======== SUPPLIED DATA ========

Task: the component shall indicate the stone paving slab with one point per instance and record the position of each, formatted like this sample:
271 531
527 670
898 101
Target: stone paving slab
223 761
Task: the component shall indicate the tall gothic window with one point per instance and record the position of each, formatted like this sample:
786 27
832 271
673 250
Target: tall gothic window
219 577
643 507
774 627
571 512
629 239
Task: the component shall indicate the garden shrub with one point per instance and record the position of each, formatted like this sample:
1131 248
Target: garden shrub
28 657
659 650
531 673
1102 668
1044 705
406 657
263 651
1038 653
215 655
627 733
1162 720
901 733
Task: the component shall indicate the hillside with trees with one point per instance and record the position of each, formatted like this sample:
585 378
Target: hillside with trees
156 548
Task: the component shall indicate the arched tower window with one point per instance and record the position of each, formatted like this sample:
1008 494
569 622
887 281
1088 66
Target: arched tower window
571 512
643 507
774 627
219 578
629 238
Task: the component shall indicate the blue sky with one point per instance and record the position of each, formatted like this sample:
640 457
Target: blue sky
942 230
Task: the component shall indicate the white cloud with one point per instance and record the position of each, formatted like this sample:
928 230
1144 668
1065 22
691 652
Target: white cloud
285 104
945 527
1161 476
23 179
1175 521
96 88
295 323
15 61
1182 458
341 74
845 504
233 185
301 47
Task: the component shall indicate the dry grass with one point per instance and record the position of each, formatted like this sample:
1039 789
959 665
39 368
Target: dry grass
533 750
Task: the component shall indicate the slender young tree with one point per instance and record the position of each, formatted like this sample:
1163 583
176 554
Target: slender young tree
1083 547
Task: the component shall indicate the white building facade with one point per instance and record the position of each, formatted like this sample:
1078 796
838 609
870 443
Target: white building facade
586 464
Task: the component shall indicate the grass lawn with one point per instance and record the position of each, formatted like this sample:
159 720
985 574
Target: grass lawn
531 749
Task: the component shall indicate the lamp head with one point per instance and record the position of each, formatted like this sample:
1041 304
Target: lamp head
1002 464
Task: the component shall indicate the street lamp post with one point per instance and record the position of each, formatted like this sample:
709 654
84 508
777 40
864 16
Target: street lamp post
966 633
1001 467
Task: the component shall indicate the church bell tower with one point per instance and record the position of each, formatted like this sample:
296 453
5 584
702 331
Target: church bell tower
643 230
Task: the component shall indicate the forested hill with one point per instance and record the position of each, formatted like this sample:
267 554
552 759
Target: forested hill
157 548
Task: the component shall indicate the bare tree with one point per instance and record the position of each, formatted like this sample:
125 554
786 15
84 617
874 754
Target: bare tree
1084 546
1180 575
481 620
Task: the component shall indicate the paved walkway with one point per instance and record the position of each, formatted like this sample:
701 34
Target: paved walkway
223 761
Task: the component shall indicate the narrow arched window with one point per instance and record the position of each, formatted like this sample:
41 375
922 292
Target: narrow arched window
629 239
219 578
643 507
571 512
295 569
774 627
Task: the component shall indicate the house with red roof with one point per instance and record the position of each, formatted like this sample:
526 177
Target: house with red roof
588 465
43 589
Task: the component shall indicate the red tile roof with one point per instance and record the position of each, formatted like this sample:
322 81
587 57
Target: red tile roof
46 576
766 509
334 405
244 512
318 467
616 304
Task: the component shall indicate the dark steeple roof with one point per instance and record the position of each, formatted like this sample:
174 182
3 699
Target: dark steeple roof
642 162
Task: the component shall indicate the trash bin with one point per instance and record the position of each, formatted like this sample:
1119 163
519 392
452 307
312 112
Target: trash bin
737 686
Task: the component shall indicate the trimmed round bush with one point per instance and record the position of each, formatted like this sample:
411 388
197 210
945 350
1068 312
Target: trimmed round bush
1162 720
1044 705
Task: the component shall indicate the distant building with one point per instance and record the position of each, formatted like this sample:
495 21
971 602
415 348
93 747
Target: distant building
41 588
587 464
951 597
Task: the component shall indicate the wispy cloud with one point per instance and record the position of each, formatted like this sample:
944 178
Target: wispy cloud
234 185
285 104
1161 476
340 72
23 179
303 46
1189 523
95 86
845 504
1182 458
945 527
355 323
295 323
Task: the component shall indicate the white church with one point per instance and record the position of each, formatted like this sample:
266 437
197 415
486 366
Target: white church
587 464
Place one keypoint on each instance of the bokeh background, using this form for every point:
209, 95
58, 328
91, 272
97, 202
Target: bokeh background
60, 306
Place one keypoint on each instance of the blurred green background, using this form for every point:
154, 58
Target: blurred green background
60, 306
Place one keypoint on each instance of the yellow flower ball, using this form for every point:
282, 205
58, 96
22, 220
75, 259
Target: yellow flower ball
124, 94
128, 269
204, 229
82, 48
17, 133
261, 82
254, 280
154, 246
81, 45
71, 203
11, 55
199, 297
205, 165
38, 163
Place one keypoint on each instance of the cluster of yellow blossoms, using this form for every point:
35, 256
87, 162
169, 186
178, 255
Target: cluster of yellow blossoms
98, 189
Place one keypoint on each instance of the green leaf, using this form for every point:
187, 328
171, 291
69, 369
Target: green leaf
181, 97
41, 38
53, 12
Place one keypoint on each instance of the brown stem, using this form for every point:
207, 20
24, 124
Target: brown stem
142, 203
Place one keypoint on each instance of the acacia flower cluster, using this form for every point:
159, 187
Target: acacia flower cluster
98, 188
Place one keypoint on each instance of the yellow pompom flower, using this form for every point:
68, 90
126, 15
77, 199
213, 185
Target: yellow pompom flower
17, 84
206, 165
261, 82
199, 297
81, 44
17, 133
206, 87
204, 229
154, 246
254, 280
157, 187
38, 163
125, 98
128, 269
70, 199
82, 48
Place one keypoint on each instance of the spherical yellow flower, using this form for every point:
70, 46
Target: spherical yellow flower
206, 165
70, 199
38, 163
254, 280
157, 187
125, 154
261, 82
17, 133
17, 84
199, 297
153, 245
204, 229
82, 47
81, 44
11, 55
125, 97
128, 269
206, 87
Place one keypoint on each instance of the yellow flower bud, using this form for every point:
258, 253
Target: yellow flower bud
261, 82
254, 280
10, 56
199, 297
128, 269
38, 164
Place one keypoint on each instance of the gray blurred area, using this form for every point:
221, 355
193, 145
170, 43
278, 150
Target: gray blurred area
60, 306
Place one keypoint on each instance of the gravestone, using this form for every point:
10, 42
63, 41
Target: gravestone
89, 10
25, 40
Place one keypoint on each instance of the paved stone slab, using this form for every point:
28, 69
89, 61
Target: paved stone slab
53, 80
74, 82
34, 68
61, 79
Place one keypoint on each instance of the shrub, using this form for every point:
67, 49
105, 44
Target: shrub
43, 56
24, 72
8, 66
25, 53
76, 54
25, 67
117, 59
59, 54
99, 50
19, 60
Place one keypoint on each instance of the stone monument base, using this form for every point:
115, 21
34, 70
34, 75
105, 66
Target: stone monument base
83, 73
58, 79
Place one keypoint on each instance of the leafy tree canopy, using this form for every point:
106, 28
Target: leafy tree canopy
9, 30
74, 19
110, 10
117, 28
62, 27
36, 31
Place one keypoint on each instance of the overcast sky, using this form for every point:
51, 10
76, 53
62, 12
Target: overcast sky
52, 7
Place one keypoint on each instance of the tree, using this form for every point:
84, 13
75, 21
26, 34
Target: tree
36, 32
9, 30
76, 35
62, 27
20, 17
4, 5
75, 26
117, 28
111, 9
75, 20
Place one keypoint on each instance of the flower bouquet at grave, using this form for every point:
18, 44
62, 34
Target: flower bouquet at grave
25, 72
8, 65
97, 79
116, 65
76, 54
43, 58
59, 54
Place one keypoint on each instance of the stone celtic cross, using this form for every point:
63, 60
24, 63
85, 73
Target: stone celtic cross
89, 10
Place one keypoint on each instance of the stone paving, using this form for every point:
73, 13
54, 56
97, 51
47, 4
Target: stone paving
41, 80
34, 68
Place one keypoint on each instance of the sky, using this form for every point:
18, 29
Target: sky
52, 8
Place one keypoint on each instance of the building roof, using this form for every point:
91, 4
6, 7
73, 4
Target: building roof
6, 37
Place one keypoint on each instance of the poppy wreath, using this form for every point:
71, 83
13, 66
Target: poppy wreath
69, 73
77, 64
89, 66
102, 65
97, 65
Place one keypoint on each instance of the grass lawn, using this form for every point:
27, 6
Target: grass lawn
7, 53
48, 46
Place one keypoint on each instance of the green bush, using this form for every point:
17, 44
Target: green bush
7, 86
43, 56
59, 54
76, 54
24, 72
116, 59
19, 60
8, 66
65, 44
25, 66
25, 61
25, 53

========

[STATED EXERCISE]:
Only the lines from the one containing "Place one keypoint on each instance of the stone paving, using" through the end of the entries above belong in the answer; repeat them exactly.

[WORKED ANSWER]:
Place one keypoint on each instance of the stone paving, using this form for every point:
73, 13
54, 56
97, 51
47, 4
Target: stone paving
41, 80
34, 68
Place one keypoint on each instance of the sky, using this form for every point:
18, 29
Target: sky
52, 8
Place one keypoint on each instance of the building roof, using this form for every point:
91, 4
6, 7
73, 4
Target: building roof
6, 37
Place one keypoint on each instance of the poppy wreath, using this form for every point:
71, 83
13, 66
Target: poppy wreath
69, 73
77, 64
89, 66
102, 65
97, 65
Place one keypoint on each instance of the grass lawn, using this form for every point:
27, 6
Target: grass lawn
7, 53
48, 46
Place one keypoint on each instance of the green bush, using this form for every point:
17, 44
Target: green bush
7, 86
43, 56
59, 54
76, 54
24, 72
116, 59
19, 60
8, 66
65, 44
25, 66
25, 61
25, 53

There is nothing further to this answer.